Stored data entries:
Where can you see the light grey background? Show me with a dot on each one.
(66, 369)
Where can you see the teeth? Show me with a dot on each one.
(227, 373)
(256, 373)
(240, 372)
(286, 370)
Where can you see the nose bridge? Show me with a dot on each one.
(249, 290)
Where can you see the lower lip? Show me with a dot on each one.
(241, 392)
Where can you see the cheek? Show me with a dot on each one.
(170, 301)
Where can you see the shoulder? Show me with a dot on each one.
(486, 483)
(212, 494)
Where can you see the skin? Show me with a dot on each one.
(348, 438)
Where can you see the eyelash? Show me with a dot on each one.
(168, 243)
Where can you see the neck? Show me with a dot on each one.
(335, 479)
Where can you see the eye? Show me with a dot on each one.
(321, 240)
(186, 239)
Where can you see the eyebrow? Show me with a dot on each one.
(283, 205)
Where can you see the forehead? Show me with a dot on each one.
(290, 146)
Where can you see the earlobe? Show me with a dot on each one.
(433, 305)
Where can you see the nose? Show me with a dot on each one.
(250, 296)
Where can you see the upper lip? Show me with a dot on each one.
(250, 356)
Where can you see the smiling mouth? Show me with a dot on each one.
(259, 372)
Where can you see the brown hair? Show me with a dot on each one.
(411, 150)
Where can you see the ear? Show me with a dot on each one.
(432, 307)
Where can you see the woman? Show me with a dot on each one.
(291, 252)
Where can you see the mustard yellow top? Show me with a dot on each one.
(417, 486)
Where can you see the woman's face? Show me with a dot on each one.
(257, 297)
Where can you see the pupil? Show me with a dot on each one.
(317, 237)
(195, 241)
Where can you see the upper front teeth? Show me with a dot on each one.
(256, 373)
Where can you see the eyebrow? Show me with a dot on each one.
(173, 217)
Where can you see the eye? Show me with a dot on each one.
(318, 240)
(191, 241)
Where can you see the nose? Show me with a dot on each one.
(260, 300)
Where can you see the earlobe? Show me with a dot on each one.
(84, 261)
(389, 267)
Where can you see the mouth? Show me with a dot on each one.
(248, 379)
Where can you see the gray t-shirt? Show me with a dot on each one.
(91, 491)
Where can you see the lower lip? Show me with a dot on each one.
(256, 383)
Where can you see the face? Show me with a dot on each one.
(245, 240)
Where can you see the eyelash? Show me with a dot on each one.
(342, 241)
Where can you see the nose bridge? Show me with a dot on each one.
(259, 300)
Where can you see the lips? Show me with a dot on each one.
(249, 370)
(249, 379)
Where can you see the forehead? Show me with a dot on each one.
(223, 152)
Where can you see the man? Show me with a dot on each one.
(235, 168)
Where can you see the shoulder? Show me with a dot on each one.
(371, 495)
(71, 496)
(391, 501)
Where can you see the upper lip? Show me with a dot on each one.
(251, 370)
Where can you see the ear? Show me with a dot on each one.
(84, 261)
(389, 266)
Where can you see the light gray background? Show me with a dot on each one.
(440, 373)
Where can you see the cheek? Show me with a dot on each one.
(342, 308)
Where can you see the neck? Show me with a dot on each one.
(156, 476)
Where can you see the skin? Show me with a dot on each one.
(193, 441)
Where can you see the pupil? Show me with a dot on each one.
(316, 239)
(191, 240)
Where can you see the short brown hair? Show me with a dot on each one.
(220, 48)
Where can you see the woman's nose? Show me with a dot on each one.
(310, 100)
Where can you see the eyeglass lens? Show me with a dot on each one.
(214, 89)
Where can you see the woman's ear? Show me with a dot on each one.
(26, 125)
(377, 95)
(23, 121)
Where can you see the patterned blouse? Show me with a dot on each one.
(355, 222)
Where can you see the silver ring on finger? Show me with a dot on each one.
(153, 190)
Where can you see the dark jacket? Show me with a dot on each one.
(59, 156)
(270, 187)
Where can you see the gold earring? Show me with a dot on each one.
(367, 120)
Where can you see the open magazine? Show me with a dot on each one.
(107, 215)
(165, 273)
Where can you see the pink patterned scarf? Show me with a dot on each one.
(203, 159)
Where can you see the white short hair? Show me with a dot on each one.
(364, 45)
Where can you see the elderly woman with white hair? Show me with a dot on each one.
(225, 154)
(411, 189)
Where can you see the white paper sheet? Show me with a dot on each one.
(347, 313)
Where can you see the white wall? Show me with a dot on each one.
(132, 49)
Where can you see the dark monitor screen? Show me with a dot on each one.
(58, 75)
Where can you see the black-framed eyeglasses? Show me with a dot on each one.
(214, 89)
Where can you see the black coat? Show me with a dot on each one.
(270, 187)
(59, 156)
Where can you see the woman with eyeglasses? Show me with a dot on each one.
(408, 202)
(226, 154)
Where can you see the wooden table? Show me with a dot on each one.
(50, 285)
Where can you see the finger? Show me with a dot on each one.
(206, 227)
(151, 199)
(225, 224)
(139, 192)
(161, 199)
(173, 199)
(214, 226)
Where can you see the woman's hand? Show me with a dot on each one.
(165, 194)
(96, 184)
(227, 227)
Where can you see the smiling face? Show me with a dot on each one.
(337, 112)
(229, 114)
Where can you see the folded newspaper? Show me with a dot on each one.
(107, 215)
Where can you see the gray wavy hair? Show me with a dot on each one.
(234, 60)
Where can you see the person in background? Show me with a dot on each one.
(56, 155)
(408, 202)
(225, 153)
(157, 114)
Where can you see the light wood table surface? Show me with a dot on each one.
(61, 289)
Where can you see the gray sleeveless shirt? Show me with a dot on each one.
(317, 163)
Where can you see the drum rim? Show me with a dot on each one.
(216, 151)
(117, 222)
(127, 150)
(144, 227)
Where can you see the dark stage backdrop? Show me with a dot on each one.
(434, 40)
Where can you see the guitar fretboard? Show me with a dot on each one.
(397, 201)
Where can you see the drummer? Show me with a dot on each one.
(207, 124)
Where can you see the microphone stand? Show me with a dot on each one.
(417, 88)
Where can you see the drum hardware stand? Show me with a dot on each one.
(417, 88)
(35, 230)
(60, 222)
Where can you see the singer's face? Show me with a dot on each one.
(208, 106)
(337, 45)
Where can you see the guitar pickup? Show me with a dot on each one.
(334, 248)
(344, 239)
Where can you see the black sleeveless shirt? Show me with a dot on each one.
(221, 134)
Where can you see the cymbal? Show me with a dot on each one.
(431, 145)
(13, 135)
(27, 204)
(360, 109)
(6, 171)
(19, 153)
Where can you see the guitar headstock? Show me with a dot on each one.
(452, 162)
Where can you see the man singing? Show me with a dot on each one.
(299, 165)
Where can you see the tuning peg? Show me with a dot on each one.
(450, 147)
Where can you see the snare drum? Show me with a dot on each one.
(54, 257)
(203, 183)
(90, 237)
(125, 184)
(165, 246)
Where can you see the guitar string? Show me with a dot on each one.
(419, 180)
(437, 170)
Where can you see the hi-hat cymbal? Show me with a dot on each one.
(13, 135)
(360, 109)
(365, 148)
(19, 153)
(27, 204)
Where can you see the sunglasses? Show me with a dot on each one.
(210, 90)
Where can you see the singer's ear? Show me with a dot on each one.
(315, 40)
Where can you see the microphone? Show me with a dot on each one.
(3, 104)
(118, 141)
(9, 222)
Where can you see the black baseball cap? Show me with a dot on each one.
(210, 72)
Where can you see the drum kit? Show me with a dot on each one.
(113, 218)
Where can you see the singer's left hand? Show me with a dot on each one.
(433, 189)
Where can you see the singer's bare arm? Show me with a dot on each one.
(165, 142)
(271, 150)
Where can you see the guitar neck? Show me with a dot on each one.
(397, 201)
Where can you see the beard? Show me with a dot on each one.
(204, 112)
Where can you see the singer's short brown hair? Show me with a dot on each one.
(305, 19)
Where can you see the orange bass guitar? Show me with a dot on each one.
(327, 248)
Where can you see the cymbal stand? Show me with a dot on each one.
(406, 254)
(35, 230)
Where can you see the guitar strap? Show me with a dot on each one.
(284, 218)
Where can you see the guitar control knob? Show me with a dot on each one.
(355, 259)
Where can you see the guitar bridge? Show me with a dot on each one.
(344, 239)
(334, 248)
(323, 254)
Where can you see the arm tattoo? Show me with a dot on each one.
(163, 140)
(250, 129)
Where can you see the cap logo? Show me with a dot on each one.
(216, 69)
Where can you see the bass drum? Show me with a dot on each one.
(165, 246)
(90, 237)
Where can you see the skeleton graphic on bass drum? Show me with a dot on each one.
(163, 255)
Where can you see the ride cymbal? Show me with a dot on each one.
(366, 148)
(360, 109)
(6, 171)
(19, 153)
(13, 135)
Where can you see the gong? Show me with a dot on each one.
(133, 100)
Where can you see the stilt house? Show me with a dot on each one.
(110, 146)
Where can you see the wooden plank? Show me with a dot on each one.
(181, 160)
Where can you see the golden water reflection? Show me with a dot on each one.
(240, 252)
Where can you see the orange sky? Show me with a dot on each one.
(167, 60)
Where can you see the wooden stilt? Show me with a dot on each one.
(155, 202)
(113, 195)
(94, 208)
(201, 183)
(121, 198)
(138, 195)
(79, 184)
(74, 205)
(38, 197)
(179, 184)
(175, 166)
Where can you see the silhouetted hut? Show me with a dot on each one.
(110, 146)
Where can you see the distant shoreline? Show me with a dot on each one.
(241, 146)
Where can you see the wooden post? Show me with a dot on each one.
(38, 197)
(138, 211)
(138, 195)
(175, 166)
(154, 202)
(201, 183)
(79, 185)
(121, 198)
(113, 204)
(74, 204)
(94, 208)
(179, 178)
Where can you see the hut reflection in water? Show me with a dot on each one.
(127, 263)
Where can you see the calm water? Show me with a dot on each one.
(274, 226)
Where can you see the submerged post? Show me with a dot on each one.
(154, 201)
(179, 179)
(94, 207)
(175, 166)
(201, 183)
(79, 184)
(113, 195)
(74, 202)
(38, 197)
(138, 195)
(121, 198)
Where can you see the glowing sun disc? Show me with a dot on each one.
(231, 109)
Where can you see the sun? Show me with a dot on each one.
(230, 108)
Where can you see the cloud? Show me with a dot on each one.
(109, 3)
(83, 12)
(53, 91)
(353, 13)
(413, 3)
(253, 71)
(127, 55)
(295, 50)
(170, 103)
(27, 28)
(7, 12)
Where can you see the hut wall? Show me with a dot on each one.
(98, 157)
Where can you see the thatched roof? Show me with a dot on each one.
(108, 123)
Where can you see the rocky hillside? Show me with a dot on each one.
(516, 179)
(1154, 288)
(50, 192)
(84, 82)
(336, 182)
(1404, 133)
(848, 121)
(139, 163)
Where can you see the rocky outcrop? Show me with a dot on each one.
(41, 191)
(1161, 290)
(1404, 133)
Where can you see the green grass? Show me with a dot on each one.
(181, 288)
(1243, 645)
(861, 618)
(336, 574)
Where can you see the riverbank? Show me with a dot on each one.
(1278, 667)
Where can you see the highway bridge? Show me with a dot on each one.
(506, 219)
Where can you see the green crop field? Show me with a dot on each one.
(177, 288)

Task statement
Write out, word for word, the line containing "Where can you see the green crop" and all the lines after it in the entries above, and nothing more.

Response below
Where can you see the green crop field? Show me with a dot on each one.
(177, 288)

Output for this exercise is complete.